**EXERCISE:** Copy out the article about Jay Gallant and Prince Edward Island's transgender surgery coverage word for word, in full.

**READING PASSAGE:**
☆ ☆ ☆ ☆

- Jay Gallant, 36, felt frustrated that Prince Edward Island provincial government did not cover gender reassignment surgery.
- It is the only province in Canada that did not defray cost for transgender people undergoing needed medical procedures for gender change.
- With a partnership with Prince Edward Island Transgender Network and Peers Alliance, he launched a campaign to request the local government to update its transgender healthcare coverage.
A transgender man called out Prince Edward Island, a province in Canada, for not covering sex reassignment surgery according to a transgender news by CTV News posted on February 13.
Prince Edward Island is the only province in the country that does not cover medical surgeries for gender reassignment and Jay Gallant, a transgender man, was frustrated he could only afford one procedure that made him feel disfigured.
Gallant, 36, was frustrated that the transgender healthcare in the province does not extend into defraying the costs of gender reassignment surgery. Naturally born a female, he felt trapped in the wrong body as he felt more like a man.
When he realized he was transgender, he decided to start transitioning into a male by beginning hormone therapy and getting information regarding gender re-assignment.

☆ ☆ ☆ ☆

**DATASET RECORDS:**
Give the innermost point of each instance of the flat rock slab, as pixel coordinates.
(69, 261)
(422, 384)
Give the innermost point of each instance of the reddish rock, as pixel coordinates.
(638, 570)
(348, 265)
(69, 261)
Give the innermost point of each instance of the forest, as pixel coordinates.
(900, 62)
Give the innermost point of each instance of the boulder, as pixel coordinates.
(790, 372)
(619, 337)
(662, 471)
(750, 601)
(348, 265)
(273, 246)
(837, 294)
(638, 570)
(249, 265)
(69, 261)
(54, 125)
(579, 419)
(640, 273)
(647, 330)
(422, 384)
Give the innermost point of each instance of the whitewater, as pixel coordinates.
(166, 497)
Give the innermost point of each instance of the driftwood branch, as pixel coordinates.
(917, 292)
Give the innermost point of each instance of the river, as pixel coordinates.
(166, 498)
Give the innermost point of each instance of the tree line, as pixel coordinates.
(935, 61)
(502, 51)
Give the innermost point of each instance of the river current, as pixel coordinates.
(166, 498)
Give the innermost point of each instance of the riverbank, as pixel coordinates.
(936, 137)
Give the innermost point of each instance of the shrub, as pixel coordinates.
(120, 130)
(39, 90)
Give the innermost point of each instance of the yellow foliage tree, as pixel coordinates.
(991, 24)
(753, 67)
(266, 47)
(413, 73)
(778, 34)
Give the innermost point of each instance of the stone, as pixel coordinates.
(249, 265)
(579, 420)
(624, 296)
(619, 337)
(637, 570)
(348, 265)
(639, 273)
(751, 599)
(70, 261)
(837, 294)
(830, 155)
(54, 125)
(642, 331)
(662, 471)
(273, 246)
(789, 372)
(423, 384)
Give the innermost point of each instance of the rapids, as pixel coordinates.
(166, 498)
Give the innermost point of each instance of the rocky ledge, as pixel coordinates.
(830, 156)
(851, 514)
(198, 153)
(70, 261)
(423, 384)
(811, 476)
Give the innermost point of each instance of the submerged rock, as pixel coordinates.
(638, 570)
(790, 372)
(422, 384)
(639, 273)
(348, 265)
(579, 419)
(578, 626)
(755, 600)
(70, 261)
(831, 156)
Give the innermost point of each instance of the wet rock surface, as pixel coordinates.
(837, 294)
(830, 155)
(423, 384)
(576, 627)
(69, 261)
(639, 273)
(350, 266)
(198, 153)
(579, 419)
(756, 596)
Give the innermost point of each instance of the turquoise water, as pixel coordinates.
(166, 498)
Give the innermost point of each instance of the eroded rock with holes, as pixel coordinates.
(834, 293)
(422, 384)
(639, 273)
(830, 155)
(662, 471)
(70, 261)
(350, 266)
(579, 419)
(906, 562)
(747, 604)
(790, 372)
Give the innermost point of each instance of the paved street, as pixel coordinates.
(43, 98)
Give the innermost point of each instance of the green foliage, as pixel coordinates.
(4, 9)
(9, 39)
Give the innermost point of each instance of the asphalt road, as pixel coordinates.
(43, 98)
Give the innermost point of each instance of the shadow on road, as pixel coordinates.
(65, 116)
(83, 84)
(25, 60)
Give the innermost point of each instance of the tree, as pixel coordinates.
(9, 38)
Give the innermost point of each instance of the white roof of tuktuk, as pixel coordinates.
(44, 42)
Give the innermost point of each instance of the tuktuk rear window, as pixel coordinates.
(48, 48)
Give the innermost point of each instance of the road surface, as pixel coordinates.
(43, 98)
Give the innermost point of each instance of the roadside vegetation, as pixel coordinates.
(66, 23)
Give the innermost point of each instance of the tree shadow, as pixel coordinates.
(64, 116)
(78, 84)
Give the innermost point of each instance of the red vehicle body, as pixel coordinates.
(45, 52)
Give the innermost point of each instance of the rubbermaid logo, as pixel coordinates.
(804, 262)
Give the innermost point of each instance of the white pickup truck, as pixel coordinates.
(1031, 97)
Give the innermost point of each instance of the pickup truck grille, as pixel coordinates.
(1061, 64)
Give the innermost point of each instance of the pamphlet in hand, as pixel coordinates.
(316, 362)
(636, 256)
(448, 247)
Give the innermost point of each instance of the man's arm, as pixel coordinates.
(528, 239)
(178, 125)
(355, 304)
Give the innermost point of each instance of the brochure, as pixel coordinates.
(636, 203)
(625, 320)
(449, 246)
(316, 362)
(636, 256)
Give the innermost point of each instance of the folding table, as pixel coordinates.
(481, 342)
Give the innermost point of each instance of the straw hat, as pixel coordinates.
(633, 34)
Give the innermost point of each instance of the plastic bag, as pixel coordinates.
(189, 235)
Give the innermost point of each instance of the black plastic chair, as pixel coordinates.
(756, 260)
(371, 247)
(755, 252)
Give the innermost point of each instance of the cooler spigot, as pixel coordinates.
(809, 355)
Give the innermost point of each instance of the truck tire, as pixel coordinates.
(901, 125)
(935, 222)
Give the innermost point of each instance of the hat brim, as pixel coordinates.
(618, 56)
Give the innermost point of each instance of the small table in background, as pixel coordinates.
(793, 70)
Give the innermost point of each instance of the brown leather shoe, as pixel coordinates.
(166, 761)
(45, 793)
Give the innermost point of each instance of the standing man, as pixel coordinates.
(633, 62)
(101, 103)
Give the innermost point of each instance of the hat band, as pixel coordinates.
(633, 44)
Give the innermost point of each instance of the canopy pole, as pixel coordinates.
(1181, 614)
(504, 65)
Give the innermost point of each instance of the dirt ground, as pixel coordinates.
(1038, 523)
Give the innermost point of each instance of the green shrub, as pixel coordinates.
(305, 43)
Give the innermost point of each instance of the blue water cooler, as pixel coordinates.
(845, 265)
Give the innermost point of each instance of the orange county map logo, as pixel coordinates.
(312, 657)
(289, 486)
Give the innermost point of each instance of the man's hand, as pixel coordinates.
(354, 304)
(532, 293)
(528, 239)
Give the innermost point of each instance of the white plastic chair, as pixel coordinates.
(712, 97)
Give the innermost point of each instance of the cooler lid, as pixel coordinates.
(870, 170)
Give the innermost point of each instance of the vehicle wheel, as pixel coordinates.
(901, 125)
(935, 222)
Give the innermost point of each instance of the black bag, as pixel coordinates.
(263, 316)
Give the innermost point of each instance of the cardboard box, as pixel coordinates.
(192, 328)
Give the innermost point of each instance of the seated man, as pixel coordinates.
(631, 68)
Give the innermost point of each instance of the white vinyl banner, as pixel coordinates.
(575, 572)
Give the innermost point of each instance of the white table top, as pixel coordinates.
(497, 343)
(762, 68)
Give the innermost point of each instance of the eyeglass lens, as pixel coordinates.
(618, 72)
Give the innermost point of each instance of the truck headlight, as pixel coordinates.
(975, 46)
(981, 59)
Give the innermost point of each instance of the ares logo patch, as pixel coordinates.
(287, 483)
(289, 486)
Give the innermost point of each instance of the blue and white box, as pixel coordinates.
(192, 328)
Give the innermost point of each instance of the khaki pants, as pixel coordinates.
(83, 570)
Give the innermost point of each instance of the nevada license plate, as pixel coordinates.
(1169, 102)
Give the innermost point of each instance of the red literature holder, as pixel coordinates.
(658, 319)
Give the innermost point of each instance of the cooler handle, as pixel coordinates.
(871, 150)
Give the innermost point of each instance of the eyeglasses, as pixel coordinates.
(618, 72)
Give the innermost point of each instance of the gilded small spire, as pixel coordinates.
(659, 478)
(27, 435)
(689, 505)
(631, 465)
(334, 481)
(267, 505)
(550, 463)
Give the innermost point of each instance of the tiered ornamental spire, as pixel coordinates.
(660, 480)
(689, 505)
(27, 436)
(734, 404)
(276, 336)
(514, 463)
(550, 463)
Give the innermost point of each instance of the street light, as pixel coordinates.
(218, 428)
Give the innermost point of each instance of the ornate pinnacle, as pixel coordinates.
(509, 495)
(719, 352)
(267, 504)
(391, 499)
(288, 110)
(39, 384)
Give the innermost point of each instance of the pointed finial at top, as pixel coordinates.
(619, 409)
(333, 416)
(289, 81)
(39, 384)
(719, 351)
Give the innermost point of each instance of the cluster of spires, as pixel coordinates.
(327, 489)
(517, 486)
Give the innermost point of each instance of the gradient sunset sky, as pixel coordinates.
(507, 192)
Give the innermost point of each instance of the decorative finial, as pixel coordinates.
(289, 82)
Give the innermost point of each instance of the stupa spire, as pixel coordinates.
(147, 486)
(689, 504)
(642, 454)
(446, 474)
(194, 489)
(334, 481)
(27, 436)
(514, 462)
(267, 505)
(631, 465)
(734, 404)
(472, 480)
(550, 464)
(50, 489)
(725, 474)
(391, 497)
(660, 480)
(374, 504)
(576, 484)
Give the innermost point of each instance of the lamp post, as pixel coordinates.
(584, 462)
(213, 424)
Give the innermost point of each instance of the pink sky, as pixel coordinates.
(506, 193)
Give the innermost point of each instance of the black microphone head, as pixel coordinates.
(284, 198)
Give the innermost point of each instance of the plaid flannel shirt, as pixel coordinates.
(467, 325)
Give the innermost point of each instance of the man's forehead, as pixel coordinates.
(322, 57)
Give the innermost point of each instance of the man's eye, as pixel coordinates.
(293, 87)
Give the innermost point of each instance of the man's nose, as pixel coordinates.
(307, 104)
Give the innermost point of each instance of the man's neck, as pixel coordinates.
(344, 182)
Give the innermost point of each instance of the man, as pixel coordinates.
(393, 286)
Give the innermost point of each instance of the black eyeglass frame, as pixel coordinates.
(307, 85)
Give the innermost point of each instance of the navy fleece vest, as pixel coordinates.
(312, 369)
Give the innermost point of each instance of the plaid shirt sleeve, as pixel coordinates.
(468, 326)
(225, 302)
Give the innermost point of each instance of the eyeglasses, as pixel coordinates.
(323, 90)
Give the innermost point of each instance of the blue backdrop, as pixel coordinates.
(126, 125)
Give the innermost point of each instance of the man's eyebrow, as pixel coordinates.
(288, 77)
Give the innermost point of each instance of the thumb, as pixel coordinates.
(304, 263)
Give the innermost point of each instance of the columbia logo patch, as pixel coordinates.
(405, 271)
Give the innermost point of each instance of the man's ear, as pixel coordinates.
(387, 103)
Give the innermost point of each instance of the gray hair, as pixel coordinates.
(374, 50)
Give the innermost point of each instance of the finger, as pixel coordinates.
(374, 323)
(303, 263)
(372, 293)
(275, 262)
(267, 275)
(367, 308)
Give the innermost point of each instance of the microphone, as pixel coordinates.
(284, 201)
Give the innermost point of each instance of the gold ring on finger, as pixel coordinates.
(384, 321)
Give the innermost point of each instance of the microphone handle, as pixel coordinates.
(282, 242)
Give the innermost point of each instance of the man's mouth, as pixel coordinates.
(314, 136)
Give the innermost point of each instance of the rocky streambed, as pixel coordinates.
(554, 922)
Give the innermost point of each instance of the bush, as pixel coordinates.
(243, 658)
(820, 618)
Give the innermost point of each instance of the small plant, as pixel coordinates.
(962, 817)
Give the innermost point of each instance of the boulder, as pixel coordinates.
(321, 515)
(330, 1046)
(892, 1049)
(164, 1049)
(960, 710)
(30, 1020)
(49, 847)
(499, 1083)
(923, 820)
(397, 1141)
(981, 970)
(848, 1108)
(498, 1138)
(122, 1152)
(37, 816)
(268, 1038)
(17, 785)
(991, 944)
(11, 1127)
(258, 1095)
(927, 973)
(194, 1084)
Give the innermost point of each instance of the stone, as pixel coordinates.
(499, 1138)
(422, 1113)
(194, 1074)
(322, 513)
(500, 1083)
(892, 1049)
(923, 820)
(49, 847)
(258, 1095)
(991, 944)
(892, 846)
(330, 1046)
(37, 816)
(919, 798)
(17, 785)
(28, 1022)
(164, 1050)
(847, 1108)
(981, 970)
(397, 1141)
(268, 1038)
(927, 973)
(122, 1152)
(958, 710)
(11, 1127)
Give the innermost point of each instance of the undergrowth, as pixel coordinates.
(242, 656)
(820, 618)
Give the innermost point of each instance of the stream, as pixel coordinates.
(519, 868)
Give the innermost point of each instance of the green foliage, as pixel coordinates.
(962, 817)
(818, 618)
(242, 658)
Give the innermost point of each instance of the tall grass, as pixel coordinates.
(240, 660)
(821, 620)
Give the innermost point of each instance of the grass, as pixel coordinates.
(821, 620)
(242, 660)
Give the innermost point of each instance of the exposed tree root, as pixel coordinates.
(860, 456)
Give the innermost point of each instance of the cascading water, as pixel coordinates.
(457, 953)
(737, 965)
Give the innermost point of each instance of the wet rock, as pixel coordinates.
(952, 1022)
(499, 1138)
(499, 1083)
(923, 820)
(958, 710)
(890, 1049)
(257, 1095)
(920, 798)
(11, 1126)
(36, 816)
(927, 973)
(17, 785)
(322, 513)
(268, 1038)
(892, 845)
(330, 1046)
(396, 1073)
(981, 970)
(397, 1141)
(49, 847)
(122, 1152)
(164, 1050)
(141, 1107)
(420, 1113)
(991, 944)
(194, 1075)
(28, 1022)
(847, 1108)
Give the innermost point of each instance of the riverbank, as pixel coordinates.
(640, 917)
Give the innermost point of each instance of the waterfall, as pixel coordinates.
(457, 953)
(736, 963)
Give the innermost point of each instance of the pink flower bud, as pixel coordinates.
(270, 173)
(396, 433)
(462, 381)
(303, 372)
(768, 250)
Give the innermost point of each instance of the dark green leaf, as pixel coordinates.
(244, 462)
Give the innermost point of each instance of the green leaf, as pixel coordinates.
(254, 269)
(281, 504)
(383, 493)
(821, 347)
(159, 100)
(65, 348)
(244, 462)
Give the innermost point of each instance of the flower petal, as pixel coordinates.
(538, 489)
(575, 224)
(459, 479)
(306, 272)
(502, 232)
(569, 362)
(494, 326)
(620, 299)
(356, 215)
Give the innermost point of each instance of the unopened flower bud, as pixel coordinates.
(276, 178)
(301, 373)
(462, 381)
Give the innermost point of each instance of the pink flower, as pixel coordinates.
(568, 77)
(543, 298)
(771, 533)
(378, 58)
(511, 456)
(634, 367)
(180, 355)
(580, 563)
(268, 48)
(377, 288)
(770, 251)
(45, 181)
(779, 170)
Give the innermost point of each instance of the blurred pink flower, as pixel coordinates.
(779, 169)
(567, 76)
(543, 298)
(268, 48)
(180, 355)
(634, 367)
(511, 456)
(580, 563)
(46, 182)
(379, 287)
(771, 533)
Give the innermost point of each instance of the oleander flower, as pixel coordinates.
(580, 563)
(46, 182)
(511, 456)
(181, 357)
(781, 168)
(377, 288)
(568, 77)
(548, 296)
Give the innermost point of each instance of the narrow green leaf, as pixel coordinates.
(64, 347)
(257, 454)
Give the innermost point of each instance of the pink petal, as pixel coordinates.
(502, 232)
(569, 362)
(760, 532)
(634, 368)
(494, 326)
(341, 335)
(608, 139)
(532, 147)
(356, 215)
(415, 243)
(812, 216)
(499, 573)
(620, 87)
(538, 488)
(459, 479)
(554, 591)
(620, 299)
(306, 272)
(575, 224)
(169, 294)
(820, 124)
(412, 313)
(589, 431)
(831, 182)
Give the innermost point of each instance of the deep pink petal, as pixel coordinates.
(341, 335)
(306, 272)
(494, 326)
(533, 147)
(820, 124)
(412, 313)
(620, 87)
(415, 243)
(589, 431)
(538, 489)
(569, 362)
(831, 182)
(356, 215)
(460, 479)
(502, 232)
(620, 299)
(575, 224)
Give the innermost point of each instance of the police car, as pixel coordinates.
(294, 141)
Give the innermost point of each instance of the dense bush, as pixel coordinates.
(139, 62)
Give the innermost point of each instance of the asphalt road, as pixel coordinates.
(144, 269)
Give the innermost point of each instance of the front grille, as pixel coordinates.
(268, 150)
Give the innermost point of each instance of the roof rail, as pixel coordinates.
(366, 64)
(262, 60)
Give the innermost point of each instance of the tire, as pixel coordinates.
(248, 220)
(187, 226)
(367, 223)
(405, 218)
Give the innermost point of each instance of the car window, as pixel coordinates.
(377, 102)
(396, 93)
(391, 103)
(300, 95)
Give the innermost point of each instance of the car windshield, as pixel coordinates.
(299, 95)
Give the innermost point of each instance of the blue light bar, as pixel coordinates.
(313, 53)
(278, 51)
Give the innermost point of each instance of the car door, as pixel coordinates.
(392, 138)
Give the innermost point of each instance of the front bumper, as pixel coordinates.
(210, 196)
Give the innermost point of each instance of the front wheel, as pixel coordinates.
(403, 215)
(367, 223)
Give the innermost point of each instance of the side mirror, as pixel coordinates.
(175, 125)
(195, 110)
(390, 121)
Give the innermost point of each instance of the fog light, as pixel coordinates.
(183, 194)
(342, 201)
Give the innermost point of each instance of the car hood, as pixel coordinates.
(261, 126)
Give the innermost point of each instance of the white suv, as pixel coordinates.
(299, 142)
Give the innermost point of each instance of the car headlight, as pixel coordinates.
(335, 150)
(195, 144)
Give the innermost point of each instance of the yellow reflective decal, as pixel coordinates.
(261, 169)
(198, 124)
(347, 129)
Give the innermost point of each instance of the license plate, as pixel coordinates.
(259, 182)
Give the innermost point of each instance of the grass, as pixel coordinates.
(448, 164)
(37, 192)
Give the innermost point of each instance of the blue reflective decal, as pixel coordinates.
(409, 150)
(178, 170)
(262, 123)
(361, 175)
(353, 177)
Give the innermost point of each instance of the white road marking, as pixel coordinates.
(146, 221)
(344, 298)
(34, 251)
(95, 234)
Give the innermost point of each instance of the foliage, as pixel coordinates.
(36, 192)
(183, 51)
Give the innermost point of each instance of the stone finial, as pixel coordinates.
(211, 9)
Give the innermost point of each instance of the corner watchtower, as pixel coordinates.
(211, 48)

☆ ☆ ☆ ☆

**THE COMPLETED TASK:**
- Jay Gallant, 36, felt frustrated that Prince Edward Island provincial government did not cover gender reassignment surgery.
- It is the only province in Canada that did not defray cost for transgender people undergoing needed medical procedures for gender change.
- With a partnership with Prince Edward Island Transgender Network and Peers Alliance, he launched a campaign to request the local government to update its transgender healthcare coverage.
A transgender man called out Prince Edward Island, a province in Canada, for not covering sex reassignment surgery according to a transgender news by CTV News posted on February 13.
Prince Edward Island is the only province in the country that does not cover medical surgeries for gender reassignment and Jay Gallant, a transgender man, was frustrated he could only afford one procedure that made him feel disfigured.
Gallant, 36, was frustrated that the transgender healthcare in the province does not extend into defraying the costs of gender reassignment surgery. Naturally born a female, he felt trapped in the wrong body as he felt more like a man.
When he realized he was transgender, he decided to start transitioning into a male by beginning hormone therapy and getting information regarding gender re-assignment.